§ Exercise brief: What is needed here is an exact copy of all the records below.

[Referring expression data]
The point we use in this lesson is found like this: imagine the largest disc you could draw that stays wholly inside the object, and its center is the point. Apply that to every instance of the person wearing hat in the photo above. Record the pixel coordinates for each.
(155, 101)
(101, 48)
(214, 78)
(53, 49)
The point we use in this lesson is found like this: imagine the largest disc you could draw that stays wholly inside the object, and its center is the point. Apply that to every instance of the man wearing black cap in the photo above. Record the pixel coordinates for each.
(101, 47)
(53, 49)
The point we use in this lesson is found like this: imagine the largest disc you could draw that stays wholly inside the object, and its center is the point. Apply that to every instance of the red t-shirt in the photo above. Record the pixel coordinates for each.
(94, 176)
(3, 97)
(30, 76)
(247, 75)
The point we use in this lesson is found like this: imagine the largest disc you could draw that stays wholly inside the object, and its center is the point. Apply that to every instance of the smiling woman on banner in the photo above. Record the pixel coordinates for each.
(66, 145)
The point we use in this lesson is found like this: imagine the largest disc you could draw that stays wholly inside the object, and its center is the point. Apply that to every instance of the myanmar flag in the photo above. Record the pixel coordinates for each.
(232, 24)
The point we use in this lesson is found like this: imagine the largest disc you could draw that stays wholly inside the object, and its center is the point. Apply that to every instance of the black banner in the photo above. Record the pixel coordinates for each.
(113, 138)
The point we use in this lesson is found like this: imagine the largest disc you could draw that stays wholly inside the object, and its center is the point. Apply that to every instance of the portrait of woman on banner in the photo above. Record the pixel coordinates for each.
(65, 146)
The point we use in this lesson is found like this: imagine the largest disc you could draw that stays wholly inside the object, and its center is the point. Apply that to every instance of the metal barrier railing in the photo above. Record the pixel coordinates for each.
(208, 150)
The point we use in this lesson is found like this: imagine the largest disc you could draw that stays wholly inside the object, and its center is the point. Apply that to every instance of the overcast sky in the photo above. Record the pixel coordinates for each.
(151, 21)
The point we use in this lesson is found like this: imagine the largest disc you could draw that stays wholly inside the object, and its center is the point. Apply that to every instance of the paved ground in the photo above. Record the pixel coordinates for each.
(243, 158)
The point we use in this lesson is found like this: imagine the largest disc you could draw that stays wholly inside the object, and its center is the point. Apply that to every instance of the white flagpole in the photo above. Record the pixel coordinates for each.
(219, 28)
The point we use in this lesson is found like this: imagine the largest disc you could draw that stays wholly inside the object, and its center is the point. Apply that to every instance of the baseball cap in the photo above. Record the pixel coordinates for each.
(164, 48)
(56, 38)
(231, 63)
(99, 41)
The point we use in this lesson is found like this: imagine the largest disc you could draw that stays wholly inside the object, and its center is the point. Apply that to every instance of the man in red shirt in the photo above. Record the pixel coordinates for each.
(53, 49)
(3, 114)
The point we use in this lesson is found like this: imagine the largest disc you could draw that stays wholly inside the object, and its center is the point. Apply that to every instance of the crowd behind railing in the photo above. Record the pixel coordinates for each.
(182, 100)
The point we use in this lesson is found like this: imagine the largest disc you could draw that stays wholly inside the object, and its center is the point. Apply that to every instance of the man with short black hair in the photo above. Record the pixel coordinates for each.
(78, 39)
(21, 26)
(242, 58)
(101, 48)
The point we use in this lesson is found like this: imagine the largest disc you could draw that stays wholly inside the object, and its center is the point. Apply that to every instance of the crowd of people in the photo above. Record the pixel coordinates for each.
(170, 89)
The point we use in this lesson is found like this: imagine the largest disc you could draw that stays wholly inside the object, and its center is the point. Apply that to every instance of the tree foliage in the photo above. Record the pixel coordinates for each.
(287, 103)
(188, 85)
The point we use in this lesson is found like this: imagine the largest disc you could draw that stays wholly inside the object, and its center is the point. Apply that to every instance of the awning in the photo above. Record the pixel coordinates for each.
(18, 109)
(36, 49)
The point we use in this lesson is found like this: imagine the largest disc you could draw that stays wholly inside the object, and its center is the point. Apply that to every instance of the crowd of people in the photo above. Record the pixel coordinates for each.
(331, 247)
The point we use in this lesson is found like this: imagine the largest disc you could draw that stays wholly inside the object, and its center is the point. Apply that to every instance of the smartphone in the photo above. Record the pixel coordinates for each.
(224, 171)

§ Response:
The point we use in this lesson is found like this: imagine the largest disc you could draw that stays wholly inside the object, and its center is the point. Apply that to every instance of the person wearing hat in the photo above. Record the pixel coordinates for each.
(155, 101)
(101, 48)
(214, 78)
(53, 49)
The point we use in this lesson is found like this: imagine the largest disc you could draw that stays wholly inside the object, and its center is the point. Apply that to every instance of the man wearing black cap in the photo above. Record the pixel coordinates for each.
(101, 47)
(53, 49)
The point we use in this lesson is found like this: imagine the largest disc you could draw that stays wholly inside the object, and its center is the point. Apply that to every instance of the red t-shirt in the photo above. Record the pixel coordinates for each.
(94, 176)
(3, 97)
(30, 76)
(247, 75)
The point we use in this lesson is found like this: imagine the largest disc you could draw that stays wholly inside the object, and its center is the point. Apply that to every instance of the smiling woman on banner in the photo above. Record the pixel coordinates for each.
(66, 145)
The point we use in this lesson is found like this: imagine the largest disc you could draw that stays wholly inside the object, and its center is the point. Apply that to every instance of the myanmar flag in the photo above. Record the pixel coordinates for each.
(232, 24)
The point we use in this lesson is found like this: imagine the largest disc you could draw that stays wholly inside the object, and its center is the point. Apply that to every instance of the black banner in the photo above. Record the pixel coordinates for each.
(113, 138)
The point we use in this lesson is found like this: imagine the largest disc you could draw that stays wholly inside the object, and its center is the point. Apply that to every instance of the portrait of woman on banner in the photo above. Record the pixel coordinates for each.
(65, 146)
The point we use in this lesson is found like this: imagine the largest disc you could draw that stays wholly inside the object, and its center is the point. Apply that to every instance of the metal barrier railing in the photo above. Record the pixel coordinates for each.
(208, 150)
The point we use in this lesson is found like this: imagine the largest disc you could draw that stays wholly inside the object, and its center is the point. Apply that to every instance of the overcast sky in the photo above. Record the pixel coordinates for each.
(151, 21)
The point we use in this lesson is found like this: imagine the largest disc you could draw that stays wholly inside the object, and its center is the point. Apply that to every instance of the paved ground in the photo above. Record the pixel coordinates for each.
(243, 158)
The point we use in this lesson is found like this: imagine the largest disc you could draw that stays wholly inside the object, and its center is the point. Apply that to every instance of the white flagpole in the photo above. Record the pixel coordinates for each.
(219, 28)
The point we use in this lesson is found like this: imagine the largest disc you could draw that stays wholly inside the object, and its center is the point. Apply that to every instance of the baseball cap in the photo above. Record the pixel coordinates for each.
(164, 48)
(56, 38)
(231, 63)
(99, 41)
The point we use in this lesson is found like this: imagine the largest disc you could draw that stays wholly inside the object, and its center is the point. Apply that to every instance of the man in red shirt in the photo above. Record the pixel coordinates for each.
(53, 49)
(3, 114)
The point we use in this lesson is found like this: imagine the largest disc you could draw that stays wholly inside the object, and its center is the point. Apply that to every instance of the crowd behind railing in the photo above. Record the pixel coordinates for each.
(182, 100)
The point we use in this lesson is found like this: imagine the largest disc you could draw that stays wholly inside the object, and its center is the point. Apply that to every instance of the man with short black hair in the photo above. Record the pixel coordinates for each.
(78, 39)
(21, 26)
(242, 58)
(101, 48)
The point we use in this lesson is found like this: imagine the largest disc you could draw that stays wholly inside the object, and its center is the point. Apply that to every instance of the crowd of people in the photo above. Record the pixel coordinates for each.
(170, 89)
The point we use in this lesson is found like this: imagine the largest disc you could draw that stays wholly inside the object, and its center is the point. Apply that to every instance of the tree foliage in the photo above. Record the pixel coordinates for each.
(287, 103)
(188, 85)
The point we use in this lesson is found like this: imagine the largest disc you could draw that stays wholly inside the object, and its center is the point. Apply that to every instance of the awning in the photo above. Record the pixel coordinates for each.
(18, 109)
(36, 49)
The point we use in this lesson is found like this: imagine the largest disc you could draw that stays wholly inside the object, and its center is the point. Apply that to every instance of the crowd of people in the photo above. Record the pixel coordinates for each.
(331, 247)
The point we use in this lesson is found like this: imagine the largest disc you could draw that stays wholly inside the object, and its center is the point. Apply that to every instance of the smartphone in the photo above. Record the pixel coordinates for each.
(224, 171)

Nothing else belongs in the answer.